◆ WHAT IS NEEDED ◆
Copy each line of the items below that contains the word "window", treating uppercase and lowercase letters as different.

◆ LISTING ◆
>>
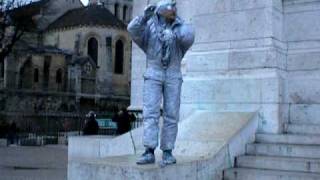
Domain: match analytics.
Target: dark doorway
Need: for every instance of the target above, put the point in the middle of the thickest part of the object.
(118, 69)
(93, 49)
(46, 72)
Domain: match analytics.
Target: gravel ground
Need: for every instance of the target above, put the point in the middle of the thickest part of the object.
(34, 163)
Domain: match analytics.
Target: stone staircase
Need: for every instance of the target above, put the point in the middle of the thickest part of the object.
(294, 155)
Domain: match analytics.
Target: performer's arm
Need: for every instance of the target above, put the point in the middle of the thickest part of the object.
(185, 37)
(138, 28)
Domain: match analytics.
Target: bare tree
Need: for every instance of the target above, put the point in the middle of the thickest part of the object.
(14, 23)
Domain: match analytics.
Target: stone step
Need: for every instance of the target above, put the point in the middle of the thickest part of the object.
(125, 168)
(263, 174)
(288, 150)
(279, 163)
(302, 129)
(288, 139)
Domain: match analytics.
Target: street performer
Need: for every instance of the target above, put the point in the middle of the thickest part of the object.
(165, 39)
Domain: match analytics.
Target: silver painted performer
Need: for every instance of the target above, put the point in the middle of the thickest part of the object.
(165, 39)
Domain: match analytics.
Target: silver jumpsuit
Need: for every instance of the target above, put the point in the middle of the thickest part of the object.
(163, 78)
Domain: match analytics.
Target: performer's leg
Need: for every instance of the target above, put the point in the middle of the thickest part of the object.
(171, 107)
(152, 94)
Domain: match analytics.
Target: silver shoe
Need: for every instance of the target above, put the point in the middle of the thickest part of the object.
(167, 158)
(146, 158)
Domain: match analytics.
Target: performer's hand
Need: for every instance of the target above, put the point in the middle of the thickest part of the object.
(168, 35)
(149, 11)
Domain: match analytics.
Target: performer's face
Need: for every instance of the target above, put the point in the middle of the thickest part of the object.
(169, 12)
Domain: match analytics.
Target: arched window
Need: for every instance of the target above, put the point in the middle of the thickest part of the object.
(116, 9)
(36, 75)
(118, 69)
(2, 70)
(124, 13)
(93, 49)
(59, 76)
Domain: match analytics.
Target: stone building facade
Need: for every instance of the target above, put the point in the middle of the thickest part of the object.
(78, 59)
(249, 56)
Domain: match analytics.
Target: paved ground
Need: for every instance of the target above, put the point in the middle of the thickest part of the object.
(33, 163)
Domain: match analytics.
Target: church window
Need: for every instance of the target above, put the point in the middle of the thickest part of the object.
(116, 9)
(59, 76)
(125, 8)
(119, 58)
(93, 49)
(36, 75)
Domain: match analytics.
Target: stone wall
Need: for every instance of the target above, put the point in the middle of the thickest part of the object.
(302, 33)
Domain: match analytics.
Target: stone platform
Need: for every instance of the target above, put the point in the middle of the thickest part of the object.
(207, 143)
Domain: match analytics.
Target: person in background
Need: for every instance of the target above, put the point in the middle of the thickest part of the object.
(123, 120)
(12, 133)
(91, 126)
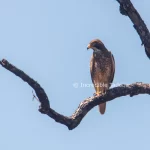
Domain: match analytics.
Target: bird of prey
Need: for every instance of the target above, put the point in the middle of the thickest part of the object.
(102, 68)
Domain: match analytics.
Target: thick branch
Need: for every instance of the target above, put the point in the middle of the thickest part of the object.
(127, 8)
(85, 106)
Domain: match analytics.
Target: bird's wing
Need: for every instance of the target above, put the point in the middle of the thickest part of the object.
(113, 68)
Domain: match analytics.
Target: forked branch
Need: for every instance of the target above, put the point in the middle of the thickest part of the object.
(85, 106)
(127, 9)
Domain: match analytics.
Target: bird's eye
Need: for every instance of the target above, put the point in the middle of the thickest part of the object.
(97, 45)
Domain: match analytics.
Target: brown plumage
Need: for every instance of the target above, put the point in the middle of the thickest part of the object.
(102, 68)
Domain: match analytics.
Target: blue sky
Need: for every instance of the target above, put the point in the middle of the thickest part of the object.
(48, 39)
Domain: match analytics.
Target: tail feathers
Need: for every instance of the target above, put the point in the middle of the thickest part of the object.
(102, 108)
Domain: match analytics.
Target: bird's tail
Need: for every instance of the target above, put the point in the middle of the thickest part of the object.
(102, 108)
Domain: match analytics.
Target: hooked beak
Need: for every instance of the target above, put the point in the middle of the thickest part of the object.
(88, 47)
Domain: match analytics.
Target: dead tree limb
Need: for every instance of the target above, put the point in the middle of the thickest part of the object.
(85, 106)
(127, 9)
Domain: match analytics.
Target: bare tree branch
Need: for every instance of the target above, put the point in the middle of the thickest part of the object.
(85, 106)
(127, 8)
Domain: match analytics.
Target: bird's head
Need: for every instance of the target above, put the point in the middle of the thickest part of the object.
(96, 45)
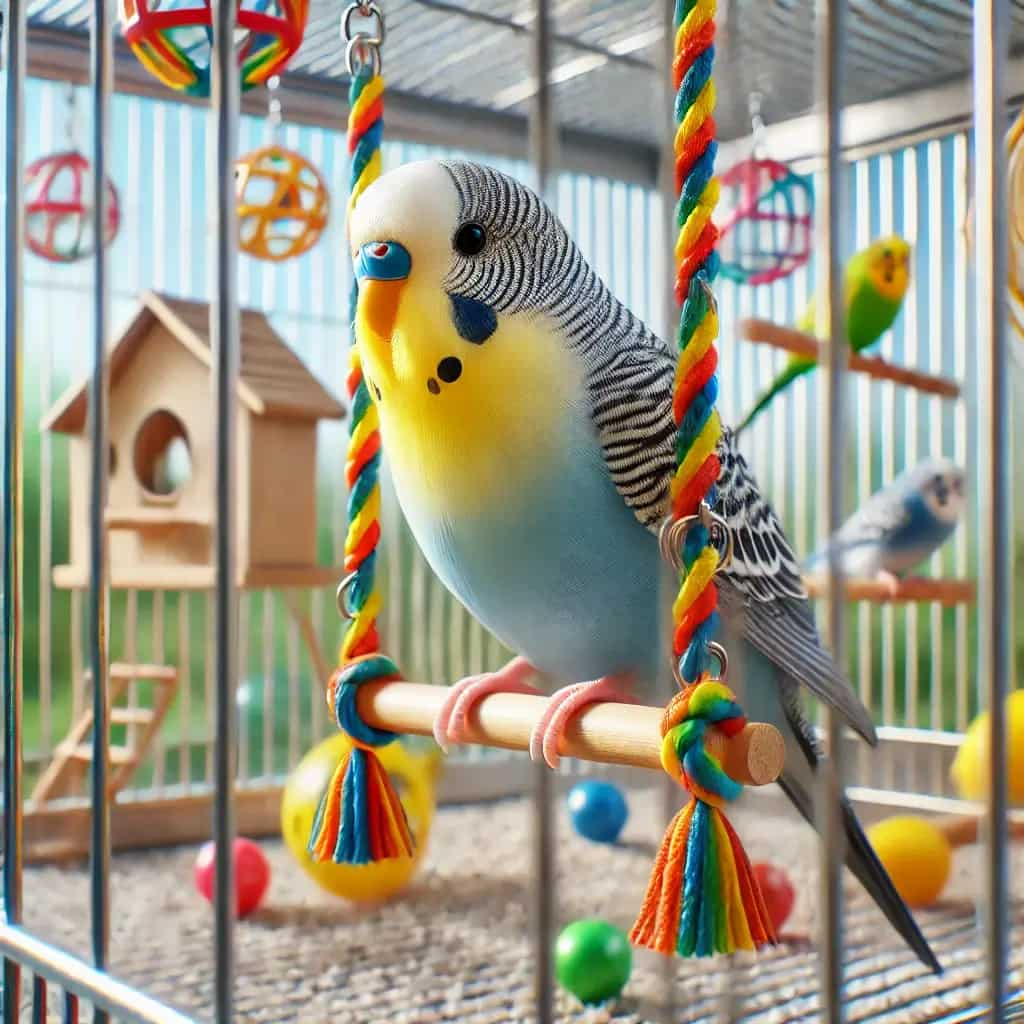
<<
◆ FULL OUTPUT ◆
Target: arched window
Target: church window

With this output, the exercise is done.